> _Supplied passage_

Sequencing of exon 3 of the CTNNB1 gene revealed an activating mutation (S33F) in one of the tumor samples (Fig. 1). The tumor and adjacent normal tissue was obtained from a 63 years old female patient with cecal cancer and retroperitoneal mass. Our data thus indicate for the first time that β-catenin may play a role in the development of colorectal carcinoma and that activating mutations of the β-catenin gene may substitute biallelic APC inactivation in this tumor type in KSA.
The mutation at codon 33 changed serine, a hydrophyllic neutral amino acid to phenyalanine, a hydrophobic amino acid [TCT (Ser) TTT (Phe)]. It is noteworthy that this mutation was heterozygous as evidenced by the presence of double peak pattern in the chromatogram of the tumor DNA in codon 33. Sequencing analysis of the corresponding non-tumorous tissue did not reveal a mutation (Fig. 1).
To determine the β-catenin protein expression level in tumor and the adjacent normal tissue, we performed immunohistochemical analysis on formalin-fixed, paraffin-embedded tissue using anti β-catenin monoclonal antibody. The tumor cells with the S33F mutation displayed an increased protein expression versus that in normal adjacent cells with wild type β-catenin protein (Fig. 2). The enhanced protein expression in S33F mutated tumor cells was localized to both cytoplasm and nuclei.

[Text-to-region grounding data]

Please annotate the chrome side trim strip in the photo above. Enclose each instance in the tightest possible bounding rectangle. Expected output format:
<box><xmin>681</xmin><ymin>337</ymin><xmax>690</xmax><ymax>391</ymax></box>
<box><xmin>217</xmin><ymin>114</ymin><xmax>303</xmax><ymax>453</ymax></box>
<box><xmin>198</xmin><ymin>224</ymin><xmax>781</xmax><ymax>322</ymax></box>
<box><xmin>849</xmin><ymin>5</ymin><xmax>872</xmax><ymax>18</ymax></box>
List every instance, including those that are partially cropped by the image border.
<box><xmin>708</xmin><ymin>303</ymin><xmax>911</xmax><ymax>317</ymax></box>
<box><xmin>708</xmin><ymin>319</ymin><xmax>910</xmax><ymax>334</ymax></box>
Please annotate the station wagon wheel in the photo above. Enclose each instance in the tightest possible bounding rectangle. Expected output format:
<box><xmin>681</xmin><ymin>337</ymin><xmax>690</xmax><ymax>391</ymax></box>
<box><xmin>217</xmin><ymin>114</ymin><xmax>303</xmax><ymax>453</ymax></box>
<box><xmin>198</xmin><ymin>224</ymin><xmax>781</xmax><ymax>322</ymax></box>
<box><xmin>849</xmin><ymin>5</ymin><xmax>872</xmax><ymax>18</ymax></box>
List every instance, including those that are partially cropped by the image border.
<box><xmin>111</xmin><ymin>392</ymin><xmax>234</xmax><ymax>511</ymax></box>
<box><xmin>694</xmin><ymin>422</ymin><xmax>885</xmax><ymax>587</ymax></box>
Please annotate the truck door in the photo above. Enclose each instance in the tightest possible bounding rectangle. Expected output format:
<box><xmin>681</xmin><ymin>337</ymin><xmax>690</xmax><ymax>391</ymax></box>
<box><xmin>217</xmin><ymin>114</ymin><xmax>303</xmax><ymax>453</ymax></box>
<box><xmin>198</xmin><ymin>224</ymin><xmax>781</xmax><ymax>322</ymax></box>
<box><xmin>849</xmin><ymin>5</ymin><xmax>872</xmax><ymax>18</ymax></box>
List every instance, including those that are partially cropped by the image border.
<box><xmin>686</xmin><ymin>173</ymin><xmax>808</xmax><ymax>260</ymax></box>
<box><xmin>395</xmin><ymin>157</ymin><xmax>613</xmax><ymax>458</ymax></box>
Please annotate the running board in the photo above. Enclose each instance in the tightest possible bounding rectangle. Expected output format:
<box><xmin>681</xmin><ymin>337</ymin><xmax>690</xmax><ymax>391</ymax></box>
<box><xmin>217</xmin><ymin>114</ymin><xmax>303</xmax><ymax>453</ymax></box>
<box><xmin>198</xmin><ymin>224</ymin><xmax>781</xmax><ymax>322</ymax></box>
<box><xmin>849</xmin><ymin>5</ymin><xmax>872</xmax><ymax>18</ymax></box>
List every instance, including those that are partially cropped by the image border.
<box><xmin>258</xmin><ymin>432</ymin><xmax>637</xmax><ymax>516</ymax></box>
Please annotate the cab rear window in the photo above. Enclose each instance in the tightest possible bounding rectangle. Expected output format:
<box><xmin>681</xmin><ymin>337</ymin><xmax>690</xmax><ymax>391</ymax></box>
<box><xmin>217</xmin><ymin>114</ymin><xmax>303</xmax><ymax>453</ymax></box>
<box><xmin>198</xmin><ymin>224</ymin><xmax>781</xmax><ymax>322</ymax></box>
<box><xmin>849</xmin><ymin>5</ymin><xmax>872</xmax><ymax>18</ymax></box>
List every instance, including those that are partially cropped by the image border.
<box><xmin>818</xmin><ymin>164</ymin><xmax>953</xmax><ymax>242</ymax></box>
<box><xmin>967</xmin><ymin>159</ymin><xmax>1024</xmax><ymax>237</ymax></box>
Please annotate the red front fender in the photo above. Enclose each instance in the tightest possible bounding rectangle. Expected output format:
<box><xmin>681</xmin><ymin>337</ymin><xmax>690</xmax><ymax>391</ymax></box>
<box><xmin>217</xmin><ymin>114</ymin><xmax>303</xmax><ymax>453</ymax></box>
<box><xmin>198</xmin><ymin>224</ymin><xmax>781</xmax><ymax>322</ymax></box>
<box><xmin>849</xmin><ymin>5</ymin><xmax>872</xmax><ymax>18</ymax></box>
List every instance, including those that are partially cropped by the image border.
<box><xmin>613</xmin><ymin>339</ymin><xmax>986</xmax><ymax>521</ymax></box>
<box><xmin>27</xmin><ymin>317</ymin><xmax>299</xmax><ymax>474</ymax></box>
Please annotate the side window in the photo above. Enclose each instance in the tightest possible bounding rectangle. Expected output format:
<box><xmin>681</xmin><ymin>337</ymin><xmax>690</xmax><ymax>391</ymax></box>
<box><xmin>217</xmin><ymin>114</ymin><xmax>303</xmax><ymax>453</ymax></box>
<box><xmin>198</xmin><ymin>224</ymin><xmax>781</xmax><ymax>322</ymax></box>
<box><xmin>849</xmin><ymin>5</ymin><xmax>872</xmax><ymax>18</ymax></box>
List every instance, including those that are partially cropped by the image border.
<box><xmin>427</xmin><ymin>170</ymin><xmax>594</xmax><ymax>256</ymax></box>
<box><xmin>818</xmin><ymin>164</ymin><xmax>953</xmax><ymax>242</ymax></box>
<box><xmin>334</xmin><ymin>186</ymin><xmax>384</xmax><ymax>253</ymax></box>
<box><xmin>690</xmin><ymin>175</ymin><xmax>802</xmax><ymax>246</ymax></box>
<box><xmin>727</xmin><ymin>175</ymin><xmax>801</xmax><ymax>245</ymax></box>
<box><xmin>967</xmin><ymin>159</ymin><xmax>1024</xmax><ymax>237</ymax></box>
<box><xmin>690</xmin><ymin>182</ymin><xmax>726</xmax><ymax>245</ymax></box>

> _Problems and tasks_
1: Decide whether each statement agrees with the CTNNB1 mutation excerpt, answering yes or no and quoting the deciding words. (a) The tumor tissue came from a 63 years old female patient with cecal cancer. (b) Sequencing of the non-tumorous tissue also showed the S33F mutation. (c) The enhanced protein expression in the mutated tumor cells was confined to the nuclei.
2: Update the CTNNB1 mutation excerpt from "Sequencing of exon" through "type in KSA.", replacing "cecal cancer" with "colon cancer".

> _Solution set_
1:
(a) Yes: "The tumor and adjacent normal tissue was obtained from a 63 years old female patient with cecal cancer and retroperitoneal mass."
(b) No: "Sequencing analysis of the corresponding non-tumorous tissue did not reveal a mutation"
(c) No: "The enhanced protein expression in S33F mutated tumor cells was localized to both cytoplasm and nuclei."

2:
Sequencing of exon 3 of the CTNNB1 gene revealed an activating mutation (S33F) in one of the tumor samples (Fig. 1). The tumor and adjacent normal tissue was obtained from a 63 years old female patient with colon cancer and retroperitoneal mass. Our data thus indicate for the first time that β-catenin may play a role in the development of colorectal carcinoma and that activating mutations of the β-catenin gene may substitute biallelic APC inactivation in this tumor type in KSA.